Short task: Read the data and repeat it in full, exactly.

---

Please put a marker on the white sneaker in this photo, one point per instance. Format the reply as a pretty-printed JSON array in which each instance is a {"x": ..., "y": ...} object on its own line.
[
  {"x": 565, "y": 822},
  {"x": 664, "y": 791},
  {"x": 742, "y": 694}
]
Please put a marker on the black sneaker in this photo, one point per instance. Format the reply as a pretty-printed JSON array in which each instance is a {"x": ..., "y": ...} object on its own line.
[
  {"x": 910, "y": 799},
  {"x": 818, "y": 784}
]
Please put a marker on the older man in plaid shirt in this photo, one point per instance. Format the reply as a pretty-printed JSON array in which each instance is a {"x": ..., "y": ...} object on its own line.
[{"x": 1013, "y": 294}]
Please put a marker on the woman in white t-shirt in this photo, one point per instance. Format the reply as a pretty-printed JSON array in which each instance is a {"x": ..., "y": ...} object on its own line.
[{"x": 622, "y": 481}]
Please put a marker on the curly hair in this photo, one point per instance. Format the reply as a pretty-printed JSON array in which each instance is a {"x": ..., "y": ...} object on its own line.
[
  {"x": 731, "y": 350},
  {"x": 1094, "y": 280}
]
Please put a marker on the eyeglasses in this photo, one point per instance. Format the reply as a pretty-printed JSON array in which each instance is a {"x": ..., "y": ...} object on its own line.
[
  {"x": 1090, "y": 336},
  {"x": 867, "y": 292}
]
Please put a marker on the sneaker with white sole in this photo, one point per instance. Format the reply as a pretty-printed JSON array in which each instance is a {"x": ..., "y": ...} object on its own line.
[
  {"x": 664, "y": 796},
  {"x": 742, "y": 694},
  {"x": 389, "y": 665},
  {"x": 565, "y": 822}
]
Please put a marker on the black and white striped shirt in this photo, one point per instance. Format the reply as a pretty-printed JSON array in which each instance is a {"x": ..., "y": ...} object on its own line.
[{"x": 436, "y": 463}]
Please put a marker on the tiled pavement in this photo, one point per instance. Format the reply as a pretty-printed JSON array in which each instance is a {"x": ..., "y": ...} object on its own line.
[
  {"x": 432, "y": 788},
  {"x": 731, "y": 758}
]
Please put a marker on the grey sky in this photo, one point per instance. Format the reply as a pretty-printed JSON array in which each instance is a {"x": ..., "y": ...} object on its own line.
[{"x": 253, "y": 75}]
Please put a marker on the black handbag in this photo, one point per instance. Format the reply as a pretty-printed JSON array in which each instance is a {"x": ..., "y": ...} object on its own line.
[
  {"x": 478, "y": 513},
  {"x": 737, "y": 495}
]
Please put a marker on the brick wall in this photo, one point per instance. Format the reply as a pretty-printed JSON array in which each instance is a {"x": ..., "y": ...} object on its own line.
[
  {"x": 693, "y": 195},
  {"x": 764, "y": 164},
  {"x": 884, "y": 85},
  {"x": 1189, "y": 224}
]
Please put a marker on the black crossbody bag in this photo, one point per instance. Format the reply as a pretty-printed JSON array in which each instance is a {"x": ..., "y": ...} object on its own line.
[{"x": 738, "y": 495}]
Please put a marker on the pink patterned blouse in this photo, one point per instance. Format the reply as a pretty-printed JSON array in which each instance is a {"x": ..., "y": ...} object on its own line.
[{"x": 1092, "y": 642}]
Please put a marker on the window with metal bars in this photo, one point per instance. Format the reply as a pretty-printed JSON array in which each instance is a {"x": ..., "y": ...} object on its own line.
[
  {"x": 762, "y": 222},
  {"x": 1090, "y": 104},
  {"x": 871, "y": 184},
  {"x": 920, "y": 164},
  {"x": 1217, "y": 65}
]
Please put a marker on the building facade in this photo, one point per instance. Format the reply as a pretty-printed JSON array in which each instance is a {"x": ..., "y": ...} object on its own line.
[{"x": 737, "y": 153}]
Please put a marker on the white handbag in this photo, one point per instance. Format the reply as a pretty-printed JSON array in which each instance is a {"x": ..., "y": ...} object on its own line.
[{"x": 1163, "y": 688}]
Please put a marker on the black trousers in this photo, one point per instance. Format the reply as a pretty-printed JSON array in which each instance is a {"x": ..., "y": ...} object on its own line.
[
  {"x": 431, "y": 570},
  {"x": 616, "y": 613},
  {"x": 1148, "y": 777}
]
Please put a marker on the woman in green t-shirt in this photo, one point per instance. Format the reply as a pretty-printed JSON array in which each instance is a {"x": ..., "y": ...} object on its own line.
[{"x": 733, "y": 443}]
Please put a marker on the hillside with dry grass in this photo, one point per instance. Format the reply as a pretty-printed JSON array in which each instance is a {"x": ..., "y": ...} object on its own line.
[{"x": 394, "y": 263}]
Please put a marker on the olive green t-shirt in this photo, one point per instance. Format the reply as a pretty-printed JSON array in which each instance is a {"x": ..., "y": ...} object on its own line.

---

The response:
Please put a marker on the white sneaker in this photo, one point per instance. Format the reply as a pretty-printed JSON array in which each instance is a {"x": ..., "y": ...} object on its own line.
[
  {"x": 565, "y": 822},
  {"x": 664, "y": 791},
  {"x": 742, "y": 694}
]
Please put a marker on the black sneaker in this photo, one point per instance. Format the reply as a pretty-printed JSON array in which each instance is a {"x": ..., "y": ...} object on its own line.
[
  {"x": 910, "y": 799},
  {"x": 818, "y": 784}
]
Please put a marker on the older man in plaid shirt in this photo, one point per instance. Format the reply as a pretty-printed JSON array in which each instance is a {"x": ..., "y": ...} object on its own line.
[{"x": 1013, "y": 294}]
Please put a marker on the woman in white t-shirt in this photo, one point per instance. Format the reply as a pretty-printed JSON array in which each instance is a {"x": ..., "y": ...} object on its own line.
[{"x": 622, "y": 481}]
Please put a marker on the curly hair in this photo, one point per instance. Format the reply as a pretty-printed JSON array in which each instance is a {"x": ..., "y": ...} object on its own line.
[
  {"x": 731, "y": 350},
  {"x": 1094, "y": 280}
]
Please put a marker on the eyeglasses in this photo, one point per instance. Format the reply as a pretty-printed JSON array in which each instance is a {"x": ..., "y": ...} object on its own line.
[
  {"x": 1090, "y": 336},
  {"x": 867, "y": 292}
]
Please put a marker on the sneaker with white sole in this photo, one point per instance. Format the reply as a pretty-printed JSON array in which each instance is a {"x": ..., "y": ...} object on its own line.
[
  {"x": 664, "y": 796},
  {"x": 742, "y": 694},
  {"x": 389, "y": 665},
  {"x": 565, "y": 822}
]
Please put a marker on the black and white striped shirt in this photo, one point per instance. Format the reply as a pretty-printed JSON array in which each instance is a {"x": ..., "y": ...} object on its own line.
[{"x": 436, "y": 463}]
Please put a marker on the tiled pavement in this photo, one point per instance. Format the reply as a pretty-printed JSON array in which each instance is a {"x": ..., "y": ...} object on its own line.
[
  {"x": 432, "y": 788},
  {"x": 731, "y": 758}
]
Please put a marker on the grey sky in this photo, one point per instance. Format the reply as a pretty-printed JSON array in which each instance is a {"x": ..., "y": ...} object on its own line.
[{"x": 253, "y": 75}]
Please put a marker on the black handbag in this photo, one point per instance. Format the reply as a pretty-printed JSON array in which each instance is a {"x": ..., "y": ...} object on its own line.
[
  {"x": 478, "y": 513},
  {"x": 737, "y": 495}
]
Please put a marker on the brick wall in this photo, one point per instance. Format the reply as a pretty-printed JSON array in which each instance is a {"x": ..., "y": ...} object on its own line.
[
  {"x": 693, "y": 195},
  {"x": 764, "y": 164},
  {"x": 884, "y": 85},
  {"x": 1189, "y": 224}
]
Please put a marker on the black crossbody bag in this photo, one point per instance. Format the reply as a pretty-printed JSON array in which each instance is a {"x": ..., "y": ...} object on its own line.
[{"x": 738, "y": 495}]
Please put a marker on the pink patterned blouse in this photo, one point per instance. Format the reply as a pretty-printed JSON array in which each instance is a {"x": ..., "y": ...} object on its own line.
[{"x": 1092, "y": 642}]
Please put a marker on the window with metal bars in this photo, one point per instance. Format the reply as a pretty-printed JSON array in which each instance is a {"x": ..., "y": ...} object on its own line.
[
  {"x": 762, "y": 222},
  {"x": 1090, "y": 104},
  {"x": 871, "y": 184},
  {"x": 920, "y": 164},
  {"x": 1217, "y": 65}
]
Please put a marker on the building facade in this photo, one point per instance. Format the reply as a pretty-printed JSON array in which each instance is a {"x": ..., "y": ...} object on its own line.
[{"x": 737, "y": 153}]
Please put a marker on the white handbag in this photo, one point per instance. Format the reply as a pretty-printed JSON array in which each instance is a {"x": ..., "y": ...} object on its own line.
[{"x": 1163, "y": 688}]
Please put a marker on the black trousers in this photo, one point per instance. Format the reply as a pretty-printed JSON array in which each instance is a {"x": ..., "y": ...} object on its own line.
[
  {"x": 431, "y": 570},
  {"x": 616, "y": 613},
  {"x": 1148, "y": 777}
]
Please put a marker on the woman in green t-shirt in this photo, one point per instance. Format the reply as a pretty-printed JSON array in which each instance is a {"x": ..., "y": ...} object on its own line.
[{"x": 733, "y": 443}]
Please put a marker on the hillside with dry grass in this photo, one point per instance. Format the reply as a pretty-printed JSON array in which each instance is a {"x": ..., "y": ...} object on its own line.
[{"x": 394, "y": 263}]
Please put a marker on the olive green t-shirt in this photo, one point per instance. Format the reply as a pretty-printed JSON array in which each instance is a {"x": ..., "y": ...} object on its own line.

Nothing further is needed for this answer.